### Your instructions
What is needed is an exact copy of all the records.

[Collected data entries]
++++++++++

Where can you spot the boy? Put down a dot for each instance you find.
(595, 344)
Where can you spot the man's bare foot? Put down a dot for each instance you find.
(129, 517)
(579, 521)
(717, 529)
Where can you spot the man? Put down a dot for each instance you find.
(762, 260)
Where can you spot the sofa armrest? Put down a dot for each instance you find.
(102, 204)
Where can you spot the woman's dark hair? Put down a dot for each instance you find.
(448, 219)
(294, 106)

++++++++++

### Exercise result
Where can you spot the boy? Put down a dot for each instance you find.
(595, 344)
Where can you spot the man's bare foot? Put down a dot for each instance you find.
(129, 517)
(579, 521)
(717, 529)
Where can you spot the man? Put down a dot for each instance you find.
(762, 260)
Where can you spot the sofa armrest? Put down a dot for each instance you find.
(102, 204)
Where can you spot the woman's dark hair? Put down a dot for each instance you find.
(448, 219)
(294, 106)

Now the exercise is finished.